Known for her metalwork and for designing jewelry punctuated with bursts of colored gemstones, Angela Cummings first made a name for herself designing for Tiffany & Co. She joined the venerable jewelry house in 1967 when she was just 23 years old and stayed until 1984. She found both career success and love while at Tiffany & Co., marrying Bruce Cummings, a gemologist at the company, in 1970.
Angela Cummings at Tiffany & Co.
Austrian born, Cummings moved to the U.S. with her parents when she was three years old and found her way back to Europe to study art at the Art Academy in Perugia, Italy and then on to Hanau, West Germany where she earned degrees in goldsmithing and gemology from Staatliche Zeichenakademie. Tiffany & Co. was her first job out of school.
Tiffany & Co., is known for promoting designers associated with the firm and Cummings was one of those designers. In 1974, she was given the distinction of being the first woman designer at the company to be acknowledged with her own collection, “Angela Cummings Exclusively for Tiffany & Co.”

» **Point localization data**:

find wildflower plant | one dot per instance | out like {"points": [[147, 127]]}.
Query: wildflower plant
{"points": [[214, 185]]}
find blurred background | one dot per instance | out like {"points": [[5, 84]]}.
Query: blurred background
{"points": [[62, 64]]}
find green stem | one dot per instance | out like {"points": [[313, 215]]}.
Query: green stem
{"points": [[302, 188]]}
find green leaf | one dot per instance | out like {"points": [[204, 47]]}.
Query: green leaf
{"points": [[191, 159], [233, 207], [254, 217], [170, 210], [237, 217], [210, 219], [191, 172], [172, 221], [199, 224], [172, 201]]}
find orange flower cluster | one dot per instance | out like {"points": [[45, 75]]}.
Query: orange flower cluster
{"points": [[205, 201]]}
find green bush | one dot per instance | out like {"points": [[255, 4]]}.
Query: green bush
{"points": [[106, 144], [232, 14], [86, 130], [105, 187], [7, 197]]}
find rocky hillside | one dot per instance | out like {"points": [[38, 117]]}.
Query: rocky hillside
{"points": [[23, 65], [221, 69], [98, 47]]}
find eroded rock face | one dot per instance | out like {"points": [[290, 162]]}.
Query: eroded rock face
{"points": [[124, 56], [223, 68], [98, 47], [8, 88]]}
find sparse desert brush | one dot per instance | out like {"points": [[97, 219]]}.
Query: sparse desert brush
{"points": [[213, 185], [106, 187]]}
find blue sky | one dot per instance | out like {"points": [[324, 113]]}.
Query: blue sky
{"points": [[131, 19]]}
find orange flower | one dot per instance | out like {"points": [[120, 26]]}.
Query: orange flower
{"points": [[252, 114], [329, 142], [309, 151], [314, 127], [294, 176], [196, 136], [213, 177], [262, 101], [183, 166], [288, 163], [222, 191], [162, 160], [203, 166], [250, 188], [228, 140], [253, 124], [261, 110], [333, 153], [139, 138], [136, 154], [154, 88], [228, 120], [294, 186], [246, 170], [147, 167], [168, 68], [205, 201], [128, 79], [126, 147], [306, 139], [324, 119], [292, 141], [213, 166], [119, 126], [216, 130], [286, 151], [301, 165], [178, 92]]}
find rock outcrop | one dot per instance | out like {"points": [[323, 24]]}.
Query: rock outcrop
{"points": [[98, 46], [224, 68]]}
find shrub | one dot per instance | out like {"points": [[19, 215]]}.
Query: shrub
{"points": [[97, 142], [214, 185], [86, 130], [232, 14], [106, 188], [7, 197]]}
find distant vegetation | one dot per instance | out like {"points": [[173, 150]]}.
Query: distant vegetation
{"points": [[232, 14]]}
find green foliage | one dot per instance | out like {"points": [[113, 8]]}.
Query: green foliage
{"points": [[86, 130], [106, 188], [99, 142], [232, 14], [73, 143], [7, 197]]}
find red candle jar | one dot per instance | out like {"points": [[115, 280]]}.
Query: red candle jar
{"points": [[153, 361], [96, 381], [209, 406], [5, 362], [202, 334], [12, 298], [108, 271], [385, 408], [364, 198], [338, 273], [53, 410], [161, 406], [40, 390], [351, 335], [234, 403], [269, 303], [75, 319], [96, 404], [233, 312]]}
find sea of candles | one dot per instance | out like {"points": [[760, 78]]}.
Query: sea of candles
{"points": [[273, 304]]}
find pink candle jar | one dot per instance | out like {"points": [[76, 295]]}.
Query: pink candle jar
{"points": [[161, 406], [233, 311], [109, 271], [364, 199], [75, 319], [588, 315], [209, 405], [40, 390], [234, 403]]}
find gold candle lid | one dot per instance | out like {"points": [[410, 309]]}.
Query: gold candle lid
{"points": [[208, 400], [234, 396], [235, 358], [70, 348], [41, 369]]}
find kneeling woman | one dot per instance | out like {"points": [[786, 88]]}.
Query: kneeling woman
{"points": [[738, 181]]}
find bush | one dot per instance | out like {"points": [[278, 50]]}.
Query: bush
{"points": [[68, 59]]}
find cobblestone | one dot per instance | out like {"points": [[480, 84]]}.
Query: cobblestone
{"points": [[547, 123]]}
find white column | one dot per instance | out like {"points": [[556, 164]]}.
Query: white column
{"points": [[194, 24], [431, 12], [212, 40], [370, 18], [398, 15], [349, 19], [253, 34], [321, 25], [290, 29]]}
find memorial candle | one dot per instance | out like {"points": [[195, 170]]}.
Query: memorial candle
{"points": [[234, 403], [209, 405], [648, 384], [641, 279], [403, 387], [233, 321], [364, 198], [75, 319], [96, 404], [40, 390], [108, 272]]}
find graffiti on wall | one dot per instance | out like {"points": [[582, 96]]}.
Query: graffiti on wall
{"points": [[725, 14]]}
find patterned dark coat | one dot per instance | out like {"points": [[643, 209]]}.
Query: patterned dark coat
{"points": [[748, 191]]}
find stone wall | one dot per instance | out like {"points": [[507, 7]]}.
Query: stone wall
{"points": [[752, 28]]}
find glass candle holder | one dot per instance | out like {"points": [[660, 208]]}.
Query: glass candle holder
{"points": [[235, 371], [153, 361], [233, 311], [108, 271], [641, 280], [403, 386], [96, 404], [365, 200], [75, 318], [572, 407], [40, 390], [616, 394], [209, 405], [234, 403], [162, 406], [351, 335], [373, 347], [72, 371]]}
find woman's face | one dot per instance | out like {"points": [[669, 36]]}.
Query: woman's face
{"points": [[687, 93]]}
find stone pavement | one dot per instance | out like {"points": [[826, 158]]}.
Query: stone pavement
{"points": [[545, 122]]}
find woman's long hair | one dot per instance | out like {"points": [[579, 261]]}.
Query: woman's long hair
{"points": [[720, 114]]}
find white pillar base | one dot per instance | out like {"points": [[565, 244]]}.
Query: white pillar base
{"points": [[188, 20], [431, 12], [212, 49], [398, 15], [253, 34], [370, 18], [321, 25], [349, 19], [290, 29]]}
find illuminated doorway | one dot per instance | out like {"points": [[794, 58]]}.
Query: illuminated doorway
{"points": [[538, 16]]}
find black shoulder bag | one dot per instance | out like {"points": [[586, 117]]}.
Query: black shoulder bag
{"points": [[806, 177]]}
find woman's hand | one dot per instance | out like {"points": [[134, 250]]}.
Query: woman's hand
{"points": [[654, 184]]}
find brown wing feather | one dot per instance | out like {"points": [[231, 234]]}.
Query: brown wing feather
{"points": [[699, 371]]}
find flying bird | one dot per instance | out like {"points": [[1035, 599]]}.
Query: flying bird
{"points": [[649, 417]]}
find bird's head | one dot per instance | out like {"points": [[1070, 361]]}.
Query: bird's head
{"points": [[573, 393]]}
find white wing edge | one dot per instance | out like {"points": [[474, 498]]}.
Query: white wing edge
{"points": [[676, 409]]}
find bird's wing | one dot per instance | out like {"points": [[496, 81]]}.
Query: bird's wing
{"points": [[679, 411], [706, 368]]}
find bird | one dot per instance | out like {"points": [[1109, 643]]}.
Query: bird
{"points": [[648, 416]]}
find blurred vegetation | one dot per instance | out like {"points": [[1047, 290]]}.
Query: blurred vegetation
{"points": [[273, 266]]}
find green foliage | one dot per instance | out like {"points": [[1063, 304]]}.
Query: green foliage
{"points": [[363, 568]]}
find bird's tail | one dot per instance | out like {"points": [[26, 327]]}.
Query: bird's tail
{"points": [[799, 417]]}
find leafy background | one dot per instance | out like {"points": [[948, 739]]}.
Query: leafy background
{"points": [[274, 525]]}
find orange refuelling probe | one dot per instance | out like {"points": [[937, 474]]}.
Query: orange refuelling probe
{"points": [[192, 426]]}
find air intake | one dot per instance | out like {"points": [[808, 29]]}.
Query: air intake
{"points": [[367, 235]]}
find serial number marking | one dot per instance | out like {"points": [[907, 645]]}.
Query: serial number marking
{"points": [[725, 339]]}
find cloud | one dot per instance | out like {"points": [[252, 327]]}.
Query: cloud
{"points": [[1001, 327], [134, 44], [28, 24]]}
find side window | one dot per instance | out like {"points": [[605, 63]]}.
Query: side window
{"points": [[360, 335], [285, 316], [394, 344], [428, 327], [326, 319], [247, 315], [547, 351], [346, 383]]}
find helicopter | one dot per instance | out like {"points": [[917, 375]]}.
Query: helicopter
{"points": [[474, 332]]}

» **Prompt**: Resume the profile of jewelry designer Angela Cummings, picking up after its final sentence.

» **Response to this task**:
Graphic Design
Cummings’ big, bold graphic designs resonated with the times in part due to her use of color and scale. In the late 1960s and early 1970s women were looking for jewelry with color that could be worn day or night, jewelry that broke the mold of the more traditional gold styles of the era. Her inlaid designs that feature organic shapes of black jade, mother of pearl, lapis lazuli and coral in gold are immediately recognizable and collectible. Her checkerboard motif is one of her best known styles. Much of Cummings jewelry has a sense of movement to it, an illusion created by a slight asymmetry in her designs.
Starting Her Own Business
Despite her success at Tiffany & Co., Cummings made the decision to leave the firm in 1983. She and her husband, Bruce, left to launch her eponymous company in 1984. A move she made to free herself from the creative constraints of working for another company. With her own company, Cummings started creating tabletop, flatware and small leather goods. Of course she continued to make jewelry.
As a designer, Cummings was very hands on. When she rendered a design Cummings would take it to the artisans who fabricated the pieces and together they would work out the final details. Allegedly, they all worked closely together for such a length of time that Cummings used a sort of “shorthand” to communicate with her crew. Like many other designers, Cummings is inspired by nature, but she is very specific about those elements and cites spiderwebs, ginkgo leaves, vines, shells, seafoam, feathers, dragonflies and orchids along with the art of sculpture as being the most influential to her creativity.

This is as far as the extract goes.